__Instructions for the task__: Repeat the lines of the entries below word for word. Begin at the line that has "of the main" and stop after the line that has "(1166, 747)".

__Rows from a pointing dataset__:
+---+
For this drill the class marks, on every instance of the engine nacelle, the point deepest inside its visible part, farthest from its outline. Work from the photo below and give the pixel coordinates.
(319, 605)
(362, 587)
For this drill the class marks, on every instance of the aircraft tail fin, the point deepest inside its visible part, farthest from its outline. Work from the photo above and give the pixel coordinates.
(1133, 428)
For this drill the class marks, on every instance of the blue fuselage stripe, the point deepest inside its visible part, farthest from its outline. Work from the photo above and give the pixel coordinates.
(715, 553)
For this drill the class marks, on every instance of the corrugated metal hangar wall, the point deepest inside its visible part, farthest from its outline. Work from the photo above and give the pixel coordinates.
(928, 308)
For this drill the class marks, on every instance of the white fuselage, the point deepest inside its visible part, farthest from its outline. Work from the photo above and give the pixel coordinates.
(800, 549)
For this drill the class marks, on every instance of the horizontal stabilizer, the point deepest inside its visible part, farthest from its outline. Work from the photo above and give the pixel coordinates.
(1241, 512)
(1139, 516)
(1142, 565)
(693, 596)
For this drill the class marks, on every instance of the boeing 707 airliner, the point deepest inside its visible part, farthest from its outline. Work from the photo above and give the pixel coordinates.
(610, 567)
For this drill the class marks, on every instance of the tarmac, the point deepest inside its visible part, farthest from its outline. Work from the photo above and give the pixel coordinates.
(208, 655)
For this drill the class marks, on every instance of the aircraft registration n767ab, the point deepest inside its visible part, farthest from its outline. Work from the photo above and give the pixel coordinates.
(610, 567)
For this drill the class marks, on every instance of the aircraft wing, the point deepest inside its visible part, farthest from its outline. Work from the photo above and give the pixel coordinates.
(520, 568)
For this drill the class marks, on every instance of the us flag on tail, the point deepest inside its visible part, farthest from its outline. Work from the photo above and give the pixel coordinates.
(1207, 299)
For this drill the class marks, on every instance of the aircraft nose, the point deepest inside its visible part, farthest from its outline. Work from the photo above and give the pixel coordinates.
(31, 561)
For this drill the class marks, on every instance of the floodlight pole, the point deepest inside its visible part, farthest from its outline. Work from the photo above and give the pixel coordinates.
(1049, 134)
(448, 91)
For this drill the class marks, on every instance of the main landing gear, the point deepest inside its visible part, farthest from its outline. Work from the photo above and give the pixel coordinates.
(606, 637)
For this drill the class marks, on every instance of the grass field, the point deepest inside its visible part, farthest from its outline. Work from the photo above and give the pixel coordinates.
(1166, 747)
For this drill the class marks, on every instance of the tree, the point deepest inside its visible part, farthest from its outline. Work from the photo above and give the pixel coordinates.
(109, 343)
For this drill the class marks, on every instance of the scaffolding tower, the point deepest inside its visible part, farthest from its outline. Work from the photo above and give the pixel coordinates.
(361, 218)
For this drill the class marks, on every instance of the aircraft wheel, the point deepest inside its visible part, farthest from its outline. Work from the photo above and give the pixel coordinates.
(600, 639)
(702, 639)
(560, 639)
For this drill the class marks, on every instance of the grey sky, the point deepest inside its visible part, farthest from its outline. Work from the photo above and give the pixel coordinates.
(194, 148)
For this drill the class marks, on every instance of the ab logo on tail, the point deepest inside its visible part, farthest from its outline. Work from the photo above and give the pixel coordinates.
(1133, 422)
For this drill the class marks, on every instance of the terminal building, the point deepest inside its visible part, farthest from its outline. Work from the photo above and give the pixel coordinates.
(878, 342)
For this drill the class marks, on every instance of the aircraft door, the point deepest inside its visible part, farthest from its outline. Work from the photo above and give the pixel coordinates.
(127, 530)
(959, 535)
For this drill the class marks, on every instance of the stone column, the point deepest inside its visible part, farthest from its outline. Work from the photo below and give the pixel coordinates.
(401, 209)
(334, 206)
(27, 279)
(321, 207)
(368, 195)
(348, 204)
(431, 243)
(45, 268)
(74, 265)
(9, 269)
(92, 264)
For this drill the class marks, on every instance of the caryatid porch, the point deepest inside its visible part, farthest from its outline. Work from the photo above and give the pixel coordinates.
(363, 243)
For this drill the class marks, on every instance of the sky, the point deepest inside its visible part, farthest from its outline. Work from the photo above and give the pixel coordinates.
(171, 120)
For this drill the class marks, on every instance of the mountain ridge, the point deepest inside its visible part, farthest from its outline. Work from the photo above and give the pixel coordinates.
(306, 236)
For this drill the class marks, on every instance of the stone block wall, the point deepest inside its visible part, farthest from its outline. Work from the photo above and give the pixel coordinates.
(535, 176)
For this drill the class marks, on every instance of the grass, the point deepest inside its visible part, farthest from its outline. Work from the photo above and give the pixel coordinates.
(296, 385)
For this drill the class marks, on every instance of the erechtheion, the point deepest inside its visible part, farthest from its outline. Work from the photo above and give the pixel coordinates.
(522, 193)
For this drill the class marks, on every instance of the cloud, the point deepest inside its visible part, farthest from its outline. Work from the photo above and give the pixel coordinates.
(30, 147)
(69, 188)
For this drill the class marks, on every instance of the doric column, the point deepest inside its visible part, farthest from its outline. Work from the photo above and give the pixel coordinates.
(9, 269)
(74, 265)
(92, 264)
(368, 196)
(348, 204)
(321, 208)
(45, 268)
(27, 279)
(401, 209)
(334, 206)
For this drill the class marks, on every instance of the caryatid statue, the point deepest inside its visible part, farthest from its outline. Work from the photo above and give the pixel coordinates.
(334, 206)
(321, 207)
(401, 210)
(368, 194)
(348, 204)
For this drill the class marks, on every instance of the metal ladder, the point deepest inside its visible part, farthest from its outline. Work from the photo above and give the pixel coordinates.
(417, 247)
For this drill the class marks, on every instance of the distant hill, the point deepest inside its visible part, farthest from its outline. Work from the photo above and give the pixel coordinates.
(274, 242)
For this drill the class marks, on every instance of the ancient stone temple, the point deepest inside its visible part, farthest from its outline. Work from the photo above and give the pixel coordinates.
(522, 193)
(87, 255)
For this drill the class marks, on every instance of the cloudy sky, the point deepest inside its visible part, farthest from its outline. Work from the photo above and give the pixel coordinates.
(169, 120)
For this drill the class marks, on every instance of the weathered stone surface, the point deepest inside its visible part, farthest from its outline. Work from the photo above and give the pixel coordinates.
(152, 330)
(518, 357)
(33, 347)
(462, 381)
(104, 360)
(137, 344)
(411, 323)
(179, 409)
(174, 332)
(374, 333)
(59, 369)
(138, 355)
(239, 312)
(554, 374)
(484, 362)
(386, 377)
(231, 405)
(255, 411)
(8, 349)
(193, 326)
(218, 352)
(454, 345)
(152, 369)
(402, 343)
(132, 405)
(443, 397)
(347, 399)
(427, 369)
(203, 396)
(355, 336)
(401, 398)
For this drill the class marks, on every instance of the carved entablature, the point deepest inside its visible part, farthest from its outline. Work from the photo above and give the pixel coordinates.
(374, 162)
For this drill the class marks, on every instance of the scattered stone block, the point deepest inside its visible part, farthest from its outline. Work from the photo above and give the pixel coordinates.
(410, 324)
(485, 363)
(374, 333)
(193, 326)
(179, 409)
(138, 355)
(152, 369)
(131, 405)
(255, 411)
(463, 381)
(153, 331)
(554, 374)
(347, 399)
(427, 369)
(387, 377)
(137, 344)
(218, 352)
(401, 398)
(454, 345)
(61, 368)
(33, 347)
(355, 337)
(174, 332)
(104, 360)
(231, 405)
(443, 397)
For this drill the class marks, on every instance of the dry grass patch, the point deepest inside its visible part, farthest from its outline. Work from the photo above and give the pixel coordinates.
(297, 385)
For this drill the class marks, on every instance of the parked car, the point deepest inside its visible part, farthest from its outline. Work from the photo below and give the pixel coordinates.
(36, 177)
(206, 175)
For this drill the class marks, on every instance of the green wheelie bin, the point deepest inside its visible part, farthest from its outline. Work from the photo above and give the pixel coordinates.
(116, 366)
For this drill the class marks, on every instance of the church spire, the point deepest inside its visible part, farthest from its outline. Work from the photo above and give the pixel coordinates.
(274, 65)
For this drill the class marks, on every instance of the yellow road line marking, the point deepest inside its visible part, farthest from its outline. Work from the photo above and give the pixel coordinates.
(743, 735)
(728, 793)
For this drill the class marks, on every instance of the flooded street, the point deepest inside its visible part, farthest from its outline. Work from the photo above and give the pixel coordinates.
+---+
__Result of this exercise__:
For this drill the class marks, on every instance of the main landing gear, the point deepest inside its visible part, farthest from its outline. Work from the photo above and give the pixel coordinates.
(606, 637)
For this drill the class marks, on every instance of the grass field, the point deepest inside its visible part, farthest from its outline. Work from the photo above and give the pixel coordinates.
(1166, 747)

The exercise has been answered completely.